--- Work to do ---
1. In the Benredouane passage, what prompted the Royal Canadian Mounted Police's Integrated National Security Enforcement Team to open its investigation, and what was that investigation into? Answer in one to three sentences.
2. Continue the Benredouane passage from its final sentence.

--- Excerpt to read ---
On July 7, a public commemorative ceremony and procession was held at the Bell Centre in honour of Benredouane, with family members, dignitaries, and more than 5,000 police officers from across Canada in attendance. A march of police officers began at the headquarters of the SPVM and ended at the Bell Centre, with the march being flanked on the street by other police officers, first responders, and onlooking civilians.

==Investigation==
The SQ launched a criminal investigation into the shooter. The Lethbridge Police Service cooperated with Quebec authorities on the investigation into the shooting. The Royal Canadian Mounted Police's Integrated National Security Enforcement Team opened an independent investigation into ideologically motivated violent extremism in response to the shooting. A separate coroner's investigation into the three deaths was also launched following the shooting.

Items listed in a dataset:
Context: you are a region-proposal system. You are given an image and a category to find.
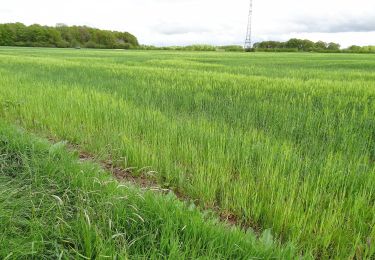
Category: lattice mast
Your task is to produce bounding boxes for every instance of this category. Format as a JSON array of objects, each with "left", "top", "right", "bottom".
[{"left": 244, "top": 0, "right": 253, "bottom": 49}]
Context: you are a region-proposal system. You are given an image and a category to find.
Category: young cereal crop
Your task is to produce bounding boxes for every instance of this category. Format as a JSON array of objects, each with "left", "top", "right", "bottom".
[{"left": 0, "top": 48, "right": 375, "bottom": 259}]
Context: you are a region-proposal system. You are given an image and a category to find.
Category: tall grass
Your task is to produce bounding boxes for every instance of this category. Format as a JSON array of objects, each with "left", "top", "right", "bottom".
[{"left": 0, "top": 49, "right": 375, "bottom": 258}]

--

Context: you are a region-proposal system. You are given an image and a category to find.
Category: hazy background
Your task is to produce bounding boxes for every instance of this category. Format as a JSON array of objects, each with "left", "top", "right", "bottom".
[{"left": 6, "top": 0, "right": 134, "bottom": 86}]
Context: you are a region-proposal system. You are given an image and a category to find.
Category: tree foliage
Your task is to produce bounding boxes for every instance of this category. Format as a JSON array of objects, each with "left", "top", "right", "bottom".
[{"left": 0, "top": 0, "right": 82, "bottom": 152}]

--- Per-task outputs ---
1. The team opened its investigation in response to the shooting. It was an independent investigation into ideologically motivated violent extremism.

2.
The Bureau of Independent Investigations (BEI), a civilian agency which investigates serious injuries and fatalities involving police in Quebec, launched an investigation into the police response to the suspect, in collaboration with the Sûreté du Québec (SQ). On July 6, the BEI established a command post at the intersection of two roads in Montreal, De Courtrai Avenue and Décarie Boulevard, for four hours and requested that witnesses or owners of videos of the police response to the shooting visit them or go to their website.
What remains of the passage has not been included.